▶ [Source]
((

Butcher. Thanks for that link. That splitter is..... WOW! Did you find out how much they cost yet? I bet they are a little scary in price. Oh. Hey. Thanks for the music as well. Did you put that in there or was that already in the video? Good music.


----------



## fabsroman (Dec 12, 2012)

Butcher said:


> I'm happy with my 22 ton husky but I wunder what 1 of these costs?




Entry level, non pto splitter, is $9,500 and the one in the video is $11,500. Would have to make firewood a second job to justify that expenditure. Maybe if/when I finally get a farm with a decent amount of wooded acreage. Really nice splitter though.


----------



## MasterMech (Dec 12, 2012)

$9500 is a bit steep for a splitter that is picky about what you put through it.  I think I like the multi-wedge designs that are powered by massive (5"+) cylinders and BFP's (Big "Fancy" Pump) much better than the box wedge.


----------



## Gasifier (Dec 12, 2012)

MasterMech said:


> View attachment 84764
> 
> 
> $9500 is a bit steep for a splitter that is picky about what you put through it. I think I like the multi-wedge designs that are powered by massive (5"+) cylinders and BFP's (Big "Fancy" Pump) much better than the box wedge.


 
I hear you on that MM. But you have to admit it is fast. Very fast. With action both ways, and cutting the wood down to that nice size through those boxes, it leaves you with a pile of nice size wood fast. You could just throw the uglies off to the side. Would work nice for someone who splits a lot of wood and generally is splitting straight wood. And is still cheaper than a nice wood processor. Much too expensive for most wood burners though. You would have to be selling some serious wood each year to puchase something like that.


----------



## mywaynow (Dec 12, 2012)

))

▶ [Data excerpts]
((

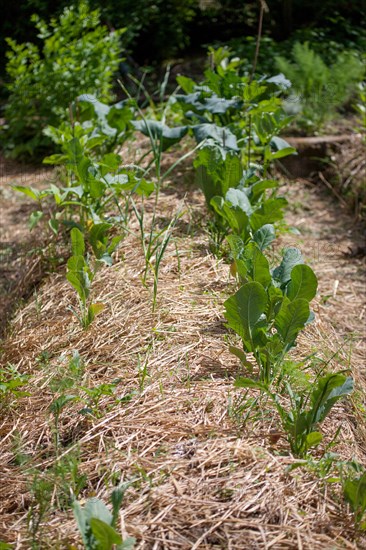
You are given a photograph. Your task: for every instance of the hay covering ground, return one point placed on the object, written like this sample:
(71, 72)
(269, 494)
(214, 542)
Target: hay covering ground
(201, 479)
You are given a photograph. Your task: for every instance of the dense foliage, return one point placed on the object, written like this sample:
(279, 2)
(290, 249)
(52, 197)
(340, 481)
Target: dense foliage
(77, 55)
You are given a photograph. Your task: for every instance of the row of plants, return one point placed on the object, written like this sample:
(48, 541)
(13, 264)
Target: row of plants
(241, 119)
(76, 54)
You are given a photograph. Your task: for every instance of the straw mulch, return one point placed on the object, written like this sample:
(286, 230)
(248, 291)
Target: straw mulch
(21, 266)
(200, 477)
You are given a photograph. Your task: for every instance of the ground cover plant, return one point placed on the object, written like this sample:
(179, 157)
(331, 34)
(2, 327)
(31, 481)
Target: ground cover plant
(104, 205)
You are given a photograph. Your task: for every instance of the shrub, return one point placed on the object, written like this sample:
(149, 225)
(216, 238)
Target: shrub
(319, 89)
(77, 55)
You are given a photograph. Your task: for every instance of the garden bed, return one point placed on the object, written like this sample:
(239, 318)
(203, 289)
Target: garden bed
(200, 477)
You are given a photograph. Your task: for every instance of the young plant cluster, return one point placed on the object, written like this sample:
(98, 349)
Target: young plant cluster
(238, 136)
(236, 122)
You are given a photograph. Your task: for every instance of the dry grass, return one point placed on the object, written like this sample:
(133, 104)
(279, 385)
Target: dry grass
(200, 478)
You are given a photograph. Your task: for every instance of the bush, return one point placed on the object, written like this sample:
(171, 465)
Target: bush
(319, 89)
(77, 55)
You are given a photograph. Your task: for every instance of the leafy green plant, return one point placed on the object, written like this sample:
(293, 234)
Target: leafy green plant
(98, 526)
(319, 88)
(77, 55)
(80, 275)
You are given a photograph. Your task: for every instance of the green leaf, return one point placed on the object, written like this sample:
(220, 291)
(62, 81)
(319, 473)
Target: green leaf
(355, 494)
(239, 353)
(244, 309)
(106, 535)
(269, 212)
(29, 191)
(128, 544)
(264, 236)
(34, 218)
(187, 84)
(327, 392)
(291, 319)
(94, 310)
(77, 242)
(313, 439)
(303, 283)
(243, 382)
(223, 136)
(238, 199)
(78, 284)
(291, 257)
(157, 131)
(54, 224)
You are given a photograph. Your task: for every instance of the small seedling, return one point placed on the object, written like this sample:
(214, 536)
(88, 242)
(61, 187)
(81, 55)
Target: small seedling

))
((

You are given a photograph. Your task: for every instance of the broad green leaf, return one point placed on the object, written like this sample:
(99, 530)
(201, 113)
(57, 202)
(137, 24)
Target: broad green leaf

))

▶ [Set of tasks]
A: List the usernames of the people whose posts in the log splitter thread carry a date.
B: Rewrite the part of the log splitter thread starting at "## fabsroman (Dec" and ending at "nice splitter though.", putting "ranch" where it says "farm".

▶ [Expected results]
A: fabsroman, MasterMech, Gasifier, mywaynow

B:
## fabsroman (Dec 12, 2012)

Butcher said:


> I'm happy with my 22 ton husky but I wunder what 1 of these costs?




Entry level, non pto splitter, is $9,500 and the one in the video is $11,500. Would have to make firewood a second job to justify that expenditure. Maybe if/when I finally get a ranch with a decent amount of wooded acreage. Really nice splitter though.